AVAILABLE DATA:

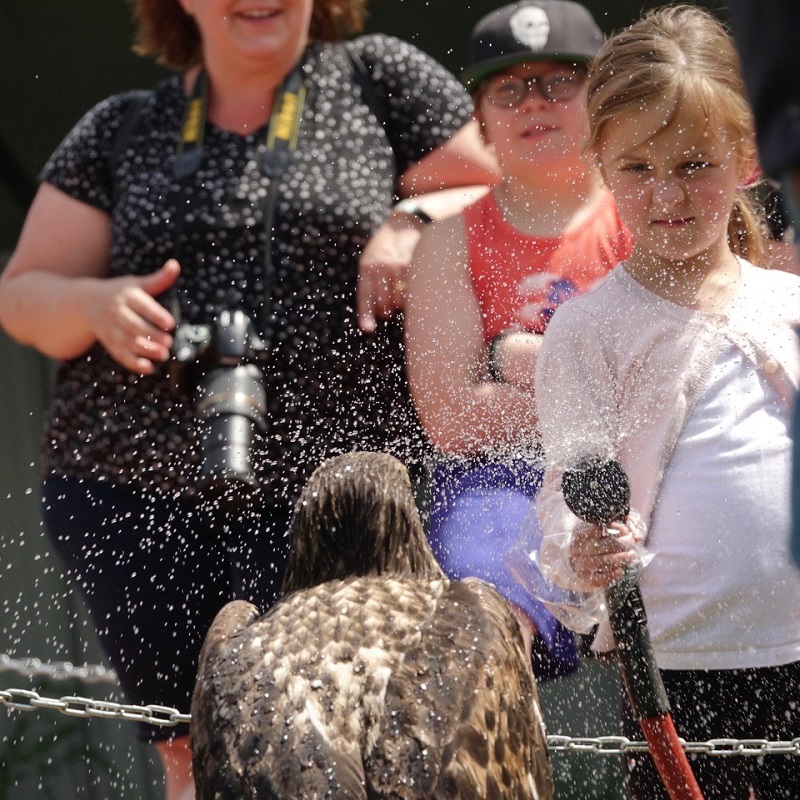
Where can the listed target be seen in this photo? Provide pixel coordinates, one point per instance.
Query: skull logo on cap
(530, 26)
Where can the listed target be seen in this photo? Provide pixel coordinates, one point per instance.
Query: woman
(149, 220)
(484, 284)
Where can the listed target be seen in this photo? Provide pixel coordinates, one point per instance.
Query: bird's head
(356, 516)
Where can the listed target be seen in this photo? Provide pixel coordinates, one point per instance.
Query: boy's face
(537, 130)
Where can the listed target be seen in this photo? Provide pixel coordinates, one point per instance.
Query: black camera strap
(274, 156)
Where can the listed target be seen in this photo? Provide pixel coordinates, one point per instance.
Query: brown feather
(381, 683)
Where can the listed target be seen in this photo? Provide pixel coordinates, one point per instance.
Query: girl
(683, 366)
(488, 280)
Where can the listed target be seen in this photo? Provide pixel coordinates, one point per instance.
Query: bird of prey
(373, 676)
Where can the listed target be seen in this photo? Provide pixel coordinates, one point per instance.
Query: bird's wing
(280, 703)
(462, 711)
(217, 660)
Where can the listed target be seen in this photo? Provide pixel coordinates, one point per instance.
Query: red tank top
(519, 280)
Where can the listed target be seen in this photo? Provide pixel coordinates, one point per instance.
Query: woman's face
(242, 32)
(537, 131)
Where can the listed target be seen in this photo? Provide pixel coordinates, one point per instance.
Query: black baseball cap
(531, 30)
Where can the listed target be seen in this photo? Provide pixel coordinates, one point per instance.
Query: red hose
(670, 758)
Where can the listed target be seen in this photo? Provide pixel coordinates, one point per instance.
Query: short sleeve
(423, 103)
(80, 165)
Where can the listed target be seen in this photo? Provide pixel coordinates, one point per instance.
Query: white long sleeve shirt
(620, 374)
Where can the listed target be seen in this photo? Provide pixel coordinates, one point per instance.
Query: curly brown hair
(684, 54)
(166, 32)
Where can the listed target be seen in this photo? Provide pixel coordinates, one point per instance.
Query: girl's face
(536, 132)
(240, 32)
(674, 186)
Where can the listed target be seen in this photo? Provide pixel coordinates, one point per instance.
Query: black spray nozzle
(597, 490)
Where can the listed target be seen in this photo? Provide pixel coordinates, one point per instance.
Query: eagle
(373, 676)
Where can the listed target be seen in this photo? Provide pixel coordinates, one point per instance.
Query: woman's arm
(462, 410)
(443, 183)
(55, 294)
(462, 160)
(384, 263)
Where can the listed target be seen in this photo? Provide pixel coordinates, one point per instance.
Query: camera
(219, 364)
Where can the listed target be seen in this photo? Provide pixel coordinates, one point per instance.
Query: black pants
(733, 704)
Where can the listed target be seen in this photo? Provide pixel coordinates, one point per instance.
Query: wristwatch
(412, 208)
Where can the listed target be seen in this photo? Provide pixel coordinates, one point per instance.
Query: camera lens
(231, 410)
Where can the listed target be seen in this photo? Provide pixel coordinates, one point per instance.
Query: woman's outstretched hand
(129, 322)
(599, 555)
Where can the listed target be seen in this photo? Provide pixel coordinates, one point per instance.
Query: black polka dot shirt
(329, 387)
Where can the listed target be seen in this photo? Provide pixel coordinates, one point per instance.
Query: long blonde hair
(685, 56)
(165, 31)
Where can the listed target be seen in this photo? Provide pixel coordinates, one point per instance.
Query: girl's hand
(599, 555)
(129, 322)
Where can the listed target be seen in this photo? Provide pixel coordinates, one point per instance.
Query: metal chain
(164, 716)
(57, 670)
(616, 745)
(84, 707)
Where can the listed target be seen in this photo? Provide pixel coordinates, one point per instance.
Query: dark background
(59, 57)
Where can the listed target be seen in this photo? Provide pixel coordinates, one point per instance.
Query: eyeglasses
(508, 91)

==

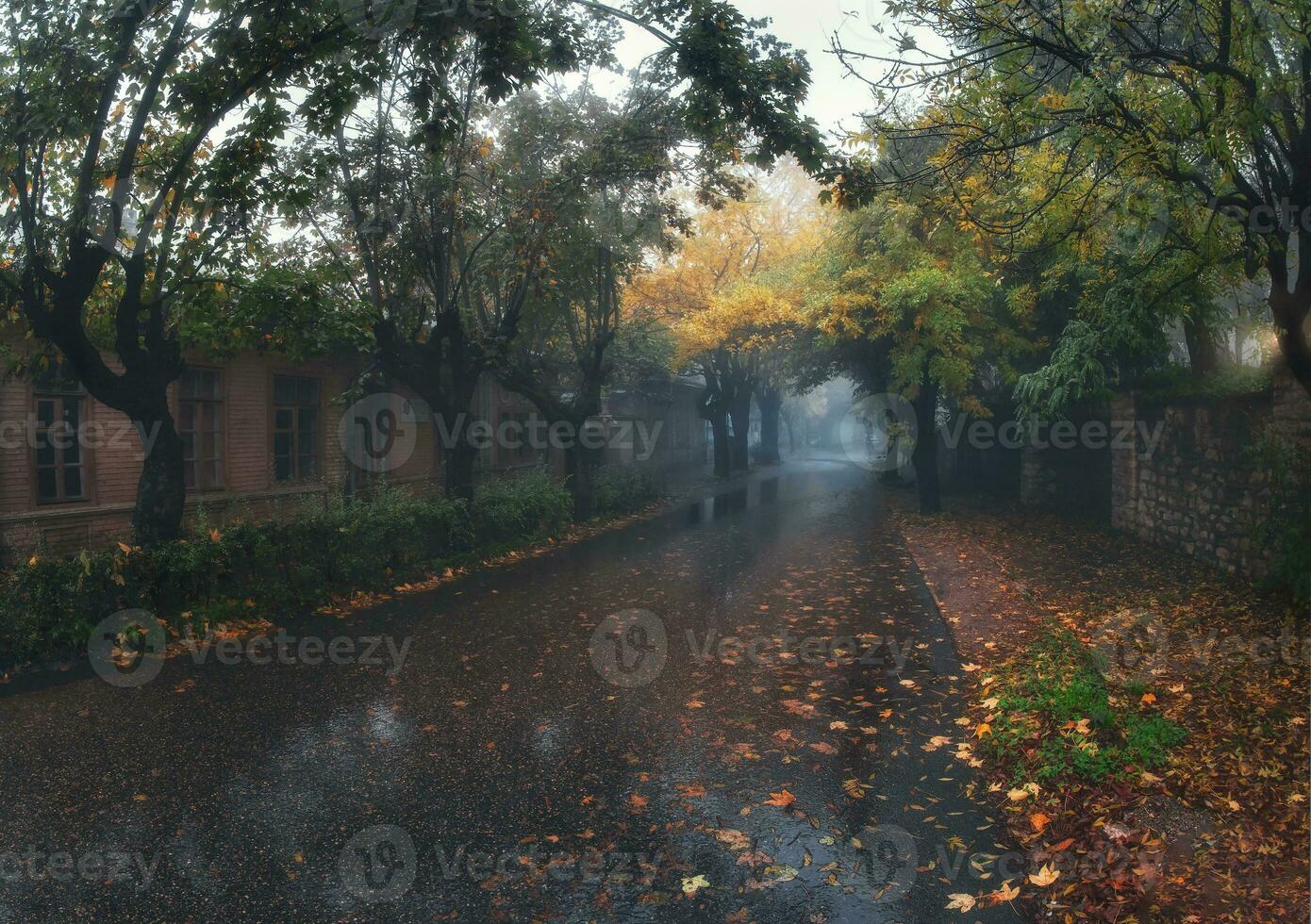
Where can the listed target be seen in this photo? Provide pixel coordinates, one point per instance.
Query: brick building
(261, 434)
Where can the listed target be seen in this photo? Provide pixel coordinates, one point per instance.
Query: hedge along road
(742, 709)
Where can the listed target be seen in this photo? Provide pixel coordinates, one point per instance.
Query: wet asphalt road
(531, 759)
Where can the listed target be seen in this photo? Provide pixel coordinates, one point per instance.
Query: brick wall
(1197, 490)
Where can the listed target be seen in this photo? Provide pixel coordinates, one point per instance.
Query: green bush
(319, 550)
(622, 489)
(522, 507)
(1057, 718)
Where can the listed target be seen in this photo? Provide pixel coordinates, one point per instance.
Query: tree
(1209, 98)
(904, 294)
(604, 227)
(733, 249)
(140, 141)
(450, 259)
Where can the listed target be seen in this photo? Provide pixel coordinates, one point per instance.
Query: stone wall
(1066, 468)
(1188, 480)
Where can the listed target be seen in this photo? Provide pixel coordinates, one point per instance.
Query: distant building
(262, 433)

INSTRUCTIONS TO FOLLOW:
Give only the number of lines in the records that contain the string "girl", treating uppercase and lowercase letters as different.

OUTPUT FOR THIS EXERCISE:
3